- **TO DO**: Reproduce the material from the line containing "Trace the outline of every instance of the ram's" through the end of the material, both ends included, requests and all. Add 108 to every polygon vertex coordinate in the answers.

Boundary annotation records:
(begin)
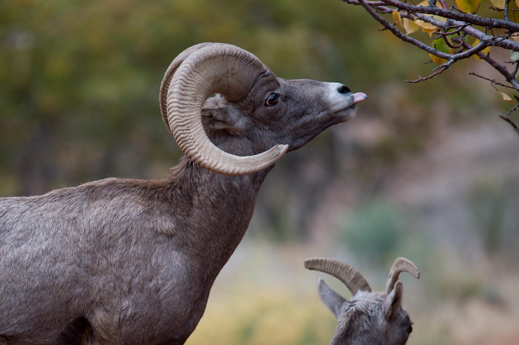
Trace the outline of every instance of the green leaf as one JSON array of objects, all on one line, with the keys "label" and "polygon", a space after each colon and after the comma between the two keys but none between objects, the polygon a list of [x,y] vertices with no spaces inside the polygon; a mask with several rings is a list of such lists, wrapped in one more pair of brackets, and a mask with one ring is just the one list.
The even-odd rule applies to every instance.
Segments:
[{"label": "green leaf", "polygon": [[[474,43],[472,44],[472,47],[475,47],[479,44],[480,44],[480,40],[476,38],[476,40],[474,41]],[[485,55],[486,55],[488,53],[489,51],[490,51],[490,47],[487,47],[486,48],[482,50],[481,52],[484,54]],[[474,56],[474,58],[476,60],[480,61],[483,61],[483,60],[480,59],[480,57],[477,56],[477,54],[474,54],[473,56]]]},{"label": "green leaf", "polygon": [[[450,40],[449,38],[447,38],[447,39],[449,41],[449,42],[450,43]],[[442,53],[445,53],[446,54],[452,54],[454,52],[454,50],[449,47],[448,45],[445,42],[445,40],[442,37],[432,40],[432,44],[431,45],[431,46],[433,47],[435,47],[437,50],[439,50]],[[431,60],[432,60],[433,62],[435,63],[441,65],[447,62],[447,60],[445,59],[439,58],[438,56],[433,55],[432,54],[429,54],[429,56],[431,58]]]},{"label": "green leaf", "polygon": [[519,51],[514,51],[513,50],[511,50],[510,59],[515,61],[519,60]]},{"label": "green leaf", "polygon": [[[494,1],[501,1],[490,0],[494,5],[495,5]],[[456,5],[458,6],[458,8],[463,12],[473,13],[477,10],[477,8],[480,6],[480,0],[456,0]]]}]

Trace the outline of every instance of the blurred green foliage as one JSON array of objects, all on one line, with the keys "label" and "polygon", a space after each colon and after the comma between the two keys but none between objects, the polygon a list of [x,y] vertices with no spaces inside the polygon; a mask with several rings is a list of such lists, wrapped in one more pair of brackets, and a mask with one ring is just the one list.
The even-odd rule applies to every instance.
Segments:
[{"label": "blurred green foliage", "polygon": [[347,218],[341,233],[344,243],[356,257],[370,263],[391,262],[405,244],[403,219],[388,203],[373,202]]}]

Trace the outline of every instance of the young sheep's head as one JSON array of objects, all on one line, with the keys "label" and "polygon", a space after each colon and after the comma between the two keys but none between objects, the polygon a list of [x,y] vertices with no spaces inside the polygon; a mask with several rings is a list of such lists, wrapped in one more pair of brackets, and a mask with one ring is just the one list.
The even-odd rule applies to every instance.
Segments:
[{"label": "young sheep's head", "polygon": [[338,83],[278,78],[252,54],[220,43],[181,53],[166,71],[160,95],[162,118],[186,155],[231,175],[271,165],[352,118],[356,103],[366,98]]},{"label": "young sheep's head", "polygon": [[403,345],[407,342],[413,323],[402,308],[403,288],[398,277],[405,271],[417,279],[420,277],[412,262],[403,257],[395,260],[386,290],[381,293],[372,292],[359,272],[337,260],[307,259],[305,267],[331,275],[351,292],[348,301],[319,279],[319,296],[338,320],[330,345]]}]

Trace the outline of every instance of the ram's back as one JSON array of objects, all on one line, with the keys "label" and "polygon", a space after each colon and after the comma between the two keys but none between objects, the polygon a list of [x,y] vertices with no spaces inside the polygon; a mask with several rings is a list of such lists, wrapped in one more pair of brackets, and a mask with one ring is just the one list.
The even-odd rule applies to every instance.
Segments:
[{"label": "ram's back", "polygon": [[0,198],[0,334],[38,334],[51,342],[71,320],[102,319],[111,308],[129,318],[134,294],[166,291],[163,280],[175,279],[162,277],[163,268],[182,258],[170,248],[171,236],[154,232],[173,231],[163,200],[143,188],[107,179]]}]

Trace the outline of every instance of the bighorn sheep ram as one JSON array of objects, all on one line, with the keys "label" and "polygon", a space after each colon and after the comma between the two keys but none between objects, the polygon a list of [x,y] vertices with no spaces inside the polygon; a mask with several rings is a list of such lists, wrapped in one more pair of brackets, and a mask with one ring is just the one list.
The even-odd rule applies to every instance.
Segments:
(end)
- **SOLUTION FOR THIS EXERCISE**:
Trace the outline of every instance of the ram's back as one JSON array of objects, all on one line, with the keys "label" and "polygon", a space after each colon and after the comma between the two keys but none between objects, the polygon a list of [x,y] vertices with no spaces inside the polygon; a mask with several rings is a list of such lists, wrapped in one more pair of brackets, and a mask with one ring is just the one list.
The even-odd rule applies to every instance.
Segments:
[{"label": "ram's back", "polygon": [[108,306],[108,442],[146,442],[159,450],[179,428],[210,427],[219,416],[237,426],[242,402],[274,399],[271,388],[283,387],[270,385],[271,376],[290,366],[278,356],[279,344],[262,340],[281,339],[271,308],[251,296],[215,287]]}]

Trace the outline of every instance of the bighorn sheep ram as one JSON array of objects, all on one line, with the keys "label" and "polygon", a space after each colon and after the comma between the two keys but none between objects, the polygon a list of [x,y] vertices with no spaces inside the polygon; a mask with several rings is a list of such lists, wrapped in one more pair of brackets, and a mask with one ring is just the one list.
The even-odd rule applies to every instance.
Segments:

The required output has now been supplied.